▸ **PASSAGE SHOWN**:
# # # # # # #

When ticket sales surpassed 1,032,884, one thing became clear: the FIFA Women’s World Cup Australia & New Zealand 2023™ would become the most highly attended women’s sports event of all time.
This year, the international soccer tournament, which has been held every four years since 1991 and recently surged in popularity, is doing some things differently. Hosted by Australia and New Zealand across ten stadiums in nine cities, it features the highest number of teams to compete yet (32). Eight nations, including Haiti, Ireland, Vietnam and Zambia, will compete for the very first time. The prize pot has increased threefold from 2019 to $110 million, with the eventual champion taking home $4,290,000.
The World Cup quarterfinal on Saturday, 12 August, saw more than three million Australians tune in to watch Australia’s Matildas beat France in a penalty shoot-out, making it the most-watched broadcast on television in 2023.
But there’s not just money to be made for the winners on the field. The benefits flow through the economy in industries like hospitality, merchandise and infrastructure. Rising interest in women’s sports is creating the potential for new sponsorship opportunities and the chance to inspire many young women and girls to pursue their dreams of competing on the world stage.
Many brands have been eager to get involved, scoring their own time in the spotlight in a number of ways: partnering with FIFA, advertising during broadcast time or featuring high-profile players in their ads. But can smaller brands that don’t have the same budget learn any lessons from how larger companies have capitalised on this major event, and can they do the same in their own way?
As the world watches the FIFA Women’s World Cup Australia & New Zealand 2023™, those of us in business can benefit from asking ourselves what we can learn from other brands’ examples. How can we take inspiration from how companies have promoted themselves during this major event?
Why Brands Should Seize the Opportunities the FIFA Women’s World Cup Presents
The FIFA Women’s World Cup Australia & New Zealand 2023™ kicked off on 20 July 2023. New players, pay rises, and the success of the Lionesses (England’s women’s football team) in the Euros all helped to build the suspense. Brands have launched advertisements featuring many of the star players of the tournament, such as Matildas captain Sam Kerr and American legend Megan Rapinoe, who is playing her fourth and final World Cup game.
The reasons why brands should seize the opportunities presented by the FIFA Women’s World Cup Australia & New Zealand 2023™ include:
Building brand loyalty among sports fans
You can build brand awareness and brand authority by creating a positive association between your brand and the things that people are passionate about, such as their favourite sports star or team. This isn’t just for brands in industries like health or activewear. Organisations of all kinds have been seizing the opportunities the FIFA Women’s World Cup presents.
Women’s soccer is growing in popularity
The FIFA Women’s World Cup 2023 was tipped to exceed two million viewers, almost double the amount that tuned into the 2019 tournament. The 2019 tournament exceeded previous years as well, with 17.27 million viewers per match on average, double the amount of the 2015 match. This reflects a greater interest in women’s sports across the board, with 2022 a year of astonishing growth for the popularity of the genre. Many viewers are new viewers, and brands have the opportunity to reach potential customers in a new arena.

# # # # # # #

Point localization entries:
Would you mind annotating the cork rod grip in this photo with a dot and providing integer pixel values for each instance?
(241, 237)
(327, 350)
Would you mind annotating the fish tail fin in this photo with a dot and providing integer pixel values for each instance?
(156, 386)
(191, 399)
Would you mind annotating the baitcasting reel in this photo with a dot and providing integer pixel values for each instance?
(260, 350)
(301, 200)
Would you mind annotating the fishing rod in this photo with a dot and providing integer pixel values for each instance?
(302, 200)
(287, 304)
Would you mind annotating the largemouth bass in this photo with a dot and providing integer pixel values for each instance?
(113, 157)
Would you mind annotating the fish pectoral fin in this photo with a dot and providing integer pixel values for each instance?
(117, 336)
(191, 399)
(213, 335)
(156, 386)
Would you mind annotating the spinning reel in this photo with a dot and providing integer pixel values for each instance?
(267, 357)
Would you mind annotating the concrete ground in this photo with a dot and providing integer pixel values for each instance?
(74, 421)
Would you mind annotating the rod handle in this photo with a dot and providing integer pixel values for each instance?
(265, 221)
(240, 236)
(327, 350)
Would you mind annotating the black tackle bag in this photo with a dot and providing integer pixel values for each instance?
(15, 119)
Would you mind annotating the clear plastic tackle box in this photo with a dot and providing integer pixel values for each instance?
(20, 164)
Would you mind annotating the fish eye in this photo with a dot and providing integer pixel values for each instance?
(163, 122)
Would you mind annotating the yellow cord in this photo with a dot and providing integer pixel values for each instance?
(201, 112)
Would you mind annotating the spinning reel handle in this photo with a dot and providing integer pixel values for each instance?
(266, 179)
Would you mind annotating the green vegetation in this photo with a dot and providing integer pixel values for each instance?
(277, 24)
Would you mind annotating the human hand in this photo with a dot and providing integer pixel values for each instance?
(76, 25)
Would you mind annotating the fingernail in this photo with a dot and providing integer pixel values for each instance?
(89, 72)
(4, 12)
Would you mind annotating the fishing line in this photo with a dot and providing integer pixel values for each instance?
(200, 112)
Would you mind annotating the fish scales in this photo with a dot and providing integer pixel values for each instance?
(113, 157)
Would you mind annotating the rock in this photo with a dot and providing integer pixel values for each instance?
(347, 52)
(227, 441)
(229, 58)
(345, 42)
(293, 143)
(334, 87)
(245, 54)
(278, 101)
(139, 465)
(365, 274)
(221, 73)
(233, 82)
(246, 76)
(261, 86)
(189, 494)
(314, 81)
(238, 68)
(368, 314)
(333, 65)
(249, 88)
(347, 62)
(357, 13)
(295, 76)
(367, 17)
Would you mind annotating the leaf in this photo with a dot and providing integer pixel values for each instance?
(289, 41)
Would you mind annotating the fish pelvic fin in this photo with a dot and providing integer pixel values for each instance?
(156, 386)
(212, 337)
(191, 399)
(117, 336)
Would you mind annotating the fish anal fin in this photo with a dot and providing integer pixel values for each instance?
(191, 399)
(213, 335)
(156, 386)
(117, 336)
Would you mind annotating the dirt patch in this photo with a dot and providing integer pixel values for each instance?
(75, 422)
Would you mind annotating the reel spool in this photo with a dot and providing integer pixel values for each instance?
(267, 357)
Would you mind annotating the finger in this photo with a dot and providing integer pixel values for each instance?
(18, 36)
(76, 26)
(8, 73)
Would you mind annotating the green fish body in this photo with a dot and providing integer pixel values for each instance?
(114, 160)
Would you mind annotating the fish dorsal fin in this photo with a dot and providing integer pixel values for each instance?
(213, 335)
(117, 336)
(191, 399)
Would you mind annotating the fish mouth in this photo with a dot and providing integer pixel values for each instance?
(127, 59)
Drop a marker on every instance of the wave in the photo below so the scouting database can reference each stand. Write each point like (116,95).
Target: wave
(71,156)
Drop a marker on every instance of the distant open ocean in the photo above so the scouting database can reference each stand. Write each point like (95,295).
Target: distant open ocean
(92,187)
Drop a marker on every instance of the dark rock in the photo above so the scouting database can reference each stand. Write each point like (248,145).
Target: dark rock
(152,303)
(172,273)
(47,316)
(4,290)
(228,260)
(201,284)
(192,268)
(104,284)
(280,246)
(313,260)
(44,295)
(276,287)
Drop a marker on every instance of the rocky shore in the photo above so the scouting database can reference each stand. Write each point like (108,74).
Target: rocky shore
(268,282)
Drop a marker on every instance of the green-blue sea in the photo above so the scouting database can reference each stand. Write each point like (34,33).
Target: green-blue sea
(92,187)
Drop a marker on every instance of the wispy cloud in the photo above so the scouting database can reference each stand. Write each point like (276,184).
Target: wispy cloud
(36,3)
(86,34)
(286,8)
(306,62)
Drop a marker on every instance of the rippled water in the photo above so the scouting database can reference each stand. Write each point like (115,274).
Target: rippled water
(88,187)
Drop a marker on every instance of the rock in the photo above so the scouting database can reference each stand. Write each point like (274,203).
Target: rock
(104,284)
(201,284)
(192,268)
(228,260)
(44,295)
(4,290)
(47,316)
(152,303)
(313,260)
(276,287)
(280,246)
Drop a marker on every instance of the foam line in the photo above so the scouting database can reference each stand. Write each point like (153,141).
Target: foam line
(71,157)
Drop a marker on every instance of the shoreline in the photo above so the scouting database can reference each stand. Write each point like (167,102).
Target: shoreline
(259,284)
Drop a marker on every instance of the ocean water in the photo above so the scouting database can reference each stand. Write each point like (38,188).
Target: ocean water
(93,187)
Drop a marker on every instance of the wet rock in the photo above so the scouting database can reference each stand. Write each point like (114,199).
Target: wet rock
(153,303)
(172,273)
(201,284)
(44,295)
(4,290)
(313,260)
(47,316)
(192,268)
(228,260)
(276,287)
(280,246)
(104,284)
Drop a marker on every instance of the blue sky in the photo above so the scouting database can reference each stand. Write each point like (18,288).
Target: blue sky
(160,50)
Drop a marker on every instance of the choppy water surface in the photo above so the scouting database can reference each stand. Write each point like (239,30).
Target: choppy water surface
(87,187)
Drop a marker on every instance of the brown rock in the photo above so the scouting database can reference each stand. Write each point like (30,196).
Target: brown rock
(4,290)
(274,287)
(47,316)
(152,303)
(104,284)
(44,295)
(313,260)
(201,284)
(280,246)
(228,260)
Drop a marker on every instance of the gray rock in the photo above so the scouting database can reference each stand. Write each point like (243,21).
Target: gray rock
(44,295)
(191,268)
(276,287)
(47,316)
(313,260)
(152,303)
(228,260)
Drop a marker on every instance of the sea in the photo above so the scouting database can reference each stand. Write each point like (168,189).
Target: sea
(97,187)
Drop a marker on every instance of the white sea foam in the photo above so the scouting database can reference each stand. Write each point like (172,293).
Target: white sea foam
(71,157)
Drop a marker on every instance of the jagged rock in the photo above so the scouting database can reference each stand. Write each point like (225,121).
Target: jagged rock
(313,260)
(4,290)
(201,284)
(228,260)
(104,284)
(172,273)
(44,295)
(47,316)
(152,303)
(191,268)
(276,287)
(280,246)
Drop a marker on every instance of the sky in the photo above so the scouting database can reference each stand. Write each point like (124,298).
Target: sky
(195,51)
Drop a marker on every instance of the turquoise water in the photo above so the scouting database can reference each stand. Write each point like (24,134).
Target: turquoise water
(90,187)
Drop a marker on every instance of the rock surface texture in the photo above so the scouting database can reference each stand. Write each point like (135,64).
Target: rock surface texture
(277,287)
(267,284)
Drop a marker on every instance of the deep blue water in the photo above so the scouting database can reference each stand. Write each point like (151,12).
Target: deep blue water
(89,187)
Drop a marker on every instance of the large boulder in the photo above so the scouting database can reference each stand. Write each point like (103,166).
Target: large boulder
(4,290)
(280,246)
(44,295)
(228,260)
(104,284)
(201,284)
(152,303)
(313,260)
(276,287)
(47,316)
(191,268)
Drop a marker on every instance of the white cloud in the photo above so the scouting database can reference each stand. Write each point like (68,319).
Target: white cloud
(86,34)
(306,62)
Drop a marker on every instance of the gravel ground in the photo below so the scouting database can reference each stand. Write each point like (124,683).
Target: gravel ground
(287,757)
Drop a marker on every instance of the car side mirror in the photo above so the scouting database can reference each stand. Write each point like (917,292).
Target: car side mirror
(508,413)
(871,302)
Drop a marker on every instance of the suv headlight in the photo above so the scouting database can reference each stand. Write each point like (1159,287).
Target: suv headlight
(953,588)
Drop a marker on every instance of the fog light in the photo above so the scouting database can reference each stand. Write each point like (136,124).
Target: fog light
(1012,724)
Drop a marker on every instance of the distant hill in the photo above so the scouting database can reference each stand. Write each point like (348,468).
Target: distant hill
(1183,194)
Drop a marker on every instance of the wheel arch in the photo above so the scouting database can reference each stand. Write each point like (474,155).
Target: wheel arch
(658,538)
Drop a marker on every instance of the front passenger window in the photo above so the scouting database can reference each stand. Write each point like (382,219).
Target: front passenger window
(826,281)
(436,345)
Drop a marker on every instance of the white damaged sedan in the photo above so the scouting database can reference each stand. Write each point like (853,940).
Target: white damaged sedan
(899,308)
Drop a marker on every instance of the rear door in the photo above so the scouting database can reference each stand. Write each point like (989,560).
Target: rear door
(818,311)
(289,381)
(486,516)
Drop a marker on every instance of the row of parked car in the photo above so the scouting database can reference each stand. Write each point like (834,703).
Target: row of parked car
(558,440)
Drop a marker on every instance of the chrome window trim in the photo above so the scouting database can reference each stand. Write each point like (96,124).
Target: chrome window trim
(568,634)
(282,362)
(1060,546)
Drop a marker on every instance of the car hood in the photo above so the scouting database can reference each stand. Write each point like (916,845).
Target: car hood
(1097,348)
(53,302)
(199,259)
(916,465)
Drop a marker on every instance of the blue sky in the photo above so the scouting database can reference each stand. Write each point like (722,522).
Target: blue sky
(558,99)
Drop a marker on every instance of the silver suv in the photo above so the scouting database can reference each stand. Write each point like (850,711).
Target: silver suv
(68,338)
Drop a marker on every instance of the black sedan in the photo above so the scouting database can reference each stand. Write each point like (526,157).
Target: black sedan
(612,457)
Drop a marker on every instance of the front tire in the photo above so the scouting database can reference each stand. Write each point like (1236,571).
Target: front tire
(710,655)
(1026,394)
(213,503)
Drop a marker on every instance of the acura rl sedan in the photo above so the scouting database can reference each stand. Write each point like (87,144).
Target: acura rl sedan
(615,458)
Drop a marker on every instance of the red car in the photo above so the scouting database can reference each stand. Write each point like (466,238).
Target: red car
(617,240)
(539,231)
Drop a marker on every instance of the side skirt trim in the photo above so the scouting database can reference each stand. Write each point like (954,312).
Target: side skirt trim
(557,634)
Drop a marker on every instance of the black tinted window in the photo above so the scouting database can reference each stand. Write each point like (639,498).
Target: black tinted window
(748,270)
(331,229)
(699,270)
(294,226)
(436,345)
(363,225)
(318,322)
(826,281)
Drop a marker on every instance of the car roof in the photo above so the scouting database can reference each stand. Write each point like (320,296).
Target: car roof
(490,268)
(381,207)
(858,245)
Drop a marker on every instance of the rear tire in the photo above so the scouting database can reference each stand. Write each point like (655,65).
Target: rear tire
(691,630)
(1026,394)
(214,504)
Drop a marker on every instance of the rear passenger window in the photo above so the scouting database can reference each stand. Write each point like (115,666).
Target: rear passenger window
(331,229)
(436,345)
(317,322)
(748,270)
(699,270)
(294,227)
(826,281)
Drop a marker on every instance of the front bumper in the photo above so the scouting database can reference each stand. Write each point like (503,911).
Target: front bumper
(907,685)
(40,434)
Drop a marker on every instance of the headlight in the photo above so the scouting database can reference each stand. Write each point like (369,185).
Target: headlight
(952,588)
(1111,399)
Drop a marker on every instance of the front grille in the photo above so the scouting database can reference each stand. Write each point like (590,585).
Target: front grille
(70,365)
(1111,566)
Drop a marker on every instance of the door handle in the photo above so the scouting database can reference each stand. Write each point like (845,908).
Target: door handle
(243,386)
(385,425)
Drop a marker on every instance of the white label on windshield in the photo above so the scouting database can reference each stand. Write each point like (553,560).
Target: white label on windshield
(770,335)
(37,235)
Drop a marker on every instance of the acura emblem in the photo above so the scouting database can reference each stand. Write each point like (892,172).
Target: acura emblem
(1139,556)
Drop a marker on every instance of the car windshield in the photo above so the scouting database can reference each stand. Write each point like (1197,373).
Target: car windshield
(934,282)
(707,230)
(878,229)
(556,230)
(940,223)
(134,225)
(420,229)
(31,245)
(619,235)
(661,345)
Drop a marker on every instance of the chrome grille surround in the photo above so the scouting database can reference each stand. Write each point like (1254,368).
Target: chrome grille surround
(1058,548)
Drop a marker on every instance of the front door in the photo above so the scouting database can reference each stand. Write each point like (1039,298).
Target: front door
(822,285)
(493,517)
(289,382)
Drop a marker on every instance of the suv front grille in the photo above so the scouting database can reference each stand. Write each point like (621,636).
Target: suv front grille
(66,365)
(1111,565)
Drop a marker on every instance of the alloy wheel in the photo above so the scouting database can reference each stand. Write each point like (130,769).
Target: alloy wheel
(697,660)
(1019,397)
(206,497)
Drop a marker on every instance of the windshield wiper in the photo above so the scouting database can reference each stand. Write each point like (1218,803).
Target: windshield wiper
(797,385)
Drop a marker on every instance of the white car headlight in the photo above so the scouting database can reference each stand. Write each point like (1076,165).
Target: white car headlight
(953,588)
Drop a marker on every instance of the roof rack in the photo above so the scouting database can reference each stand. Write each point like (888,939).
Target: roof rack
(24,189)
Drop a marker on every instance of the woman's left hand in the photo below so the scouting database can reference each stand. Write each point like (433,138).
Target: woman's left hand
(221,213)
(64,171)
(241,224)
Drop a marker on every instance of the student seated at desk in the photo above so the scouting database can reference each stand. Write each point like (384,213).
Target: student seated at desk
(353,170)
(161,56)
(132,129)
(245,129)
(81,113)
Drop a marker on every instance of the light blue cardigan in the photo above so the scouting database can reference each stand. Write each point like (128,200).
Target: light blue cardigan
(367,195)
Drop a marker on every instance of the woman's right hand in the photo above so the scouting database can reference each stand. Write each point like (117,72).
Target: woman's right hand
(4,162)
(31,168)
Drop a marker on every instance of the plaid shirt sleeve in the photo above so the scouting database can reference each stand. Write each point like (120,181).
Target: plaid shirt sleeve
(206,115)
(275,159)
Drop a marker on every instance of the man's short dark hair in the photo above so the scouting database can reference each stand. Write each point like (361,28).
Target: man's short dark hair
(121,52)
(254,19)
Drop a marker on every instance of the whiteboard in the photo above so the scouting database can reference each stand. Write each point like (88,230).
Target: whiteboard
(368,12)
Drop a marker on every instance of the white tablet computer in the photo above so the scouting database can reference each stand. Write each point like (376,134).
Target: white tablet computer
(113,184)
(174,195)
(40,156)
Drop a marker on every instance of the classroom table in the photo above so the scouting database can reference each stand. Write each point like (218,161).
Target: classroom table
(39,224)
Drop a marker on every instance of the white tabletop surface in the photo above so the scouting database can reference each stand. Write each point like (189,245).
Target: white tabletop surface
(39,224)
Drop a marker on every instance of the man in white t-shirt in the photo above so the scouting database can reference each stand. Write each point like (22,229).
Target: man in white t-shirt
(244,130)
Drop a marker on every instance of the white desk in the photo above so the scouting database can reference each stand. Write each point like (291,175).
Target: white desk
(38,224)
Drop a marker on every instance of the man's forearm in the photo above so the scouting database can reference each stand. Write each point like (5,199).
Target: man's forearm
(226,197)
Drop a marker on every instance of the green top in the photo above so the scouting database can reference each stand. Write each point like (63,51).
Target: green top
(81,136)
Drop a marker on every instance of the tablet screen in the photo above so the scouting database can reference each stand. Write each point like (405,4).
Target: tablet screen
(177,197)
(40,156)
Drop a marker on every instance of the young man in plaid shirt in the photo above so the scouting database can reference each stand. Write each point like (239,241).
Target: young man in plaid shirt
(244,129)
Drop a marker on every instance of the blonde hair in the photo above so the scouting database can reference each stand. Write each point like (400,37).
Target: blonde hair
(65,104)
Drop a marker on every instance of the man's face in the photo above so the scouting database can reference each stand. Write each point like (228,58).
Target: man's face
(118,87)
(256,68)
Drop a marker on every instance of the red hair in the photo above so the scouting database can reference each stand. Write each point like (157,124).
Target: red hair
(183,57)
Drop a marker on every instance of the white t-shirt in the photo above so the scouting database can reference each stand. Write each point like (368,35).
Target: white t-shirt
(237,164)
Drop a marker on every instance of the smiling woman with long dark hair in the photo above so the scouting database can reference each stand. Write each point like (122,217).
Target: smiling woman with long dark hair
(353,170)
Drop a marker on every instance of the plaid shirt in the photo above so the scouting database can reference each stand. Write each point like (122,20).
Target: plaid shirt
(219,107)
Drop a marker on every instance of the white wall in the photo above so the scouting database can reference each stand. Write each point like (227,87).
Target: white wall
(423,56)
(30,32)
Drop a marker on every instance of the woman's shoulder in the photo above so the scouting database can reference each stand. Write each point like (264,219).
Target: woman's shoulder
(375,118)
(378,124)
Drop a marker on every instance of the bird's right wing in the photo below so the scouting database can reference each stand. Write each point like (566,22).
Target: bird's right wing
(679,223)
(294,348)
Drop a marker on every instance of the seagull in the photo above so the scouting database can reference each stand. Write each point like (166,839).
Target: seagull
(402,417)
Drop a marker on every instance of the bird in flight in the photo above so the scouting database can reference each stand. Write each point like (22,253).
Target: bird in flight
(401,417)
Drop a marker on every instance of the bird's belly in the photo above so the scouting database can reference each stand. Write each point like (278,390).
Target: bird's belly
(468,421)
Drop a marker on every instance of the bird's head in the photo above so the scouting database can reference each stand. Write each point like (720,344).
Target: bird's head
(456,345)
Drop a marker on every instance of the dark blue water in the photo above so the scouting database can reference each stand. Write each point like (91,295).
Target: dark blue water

# # # # # # #

▸ **PROBLEM A**:
Answer these questions using the article on the 2023 Women's World Cup:
(i) How many teams compete in the tournament?
(ii) On what date did the tournament kick off?
(iii) What was the average number of viewers per match for the 2019 tournament?
▸ **PROBLEM B**: Reproduce the article on the 2023 Women's World Cup from "As the world" to "World Cup game.".
These entries were taken from a separate source.

▸ **ANSWER SECTION A**:
(i) 32
(ii) 20 July 2023
(iii) 17.27 million

▸ **ANSWER SECTION B**:
As the world watches the FIFA Women’s World Cup Australia & New Zealand 2023™, those of us in business can benefit from asking ourselves what we can learn from other brands’ examples. How can we take inspiration from how companies have promoted themselves during this major event?
Why Brands Should Seize the Opportunities the FIFA Women’s World Cup Presents
The FIFA Women’s World Cup Australia & New Zealand 2023™ kicked off on 20 July 2023. New players, pay rises, and the success of the Lionesses (England’s women’s football team) in the Euros all helped to build the suspense. Brands have launched advertisements featuring many of the star players of the tournament, such as Matildas captain Sam Kerr and American legend Megan Rapinoe, who is playing her fourth and final World Cup game.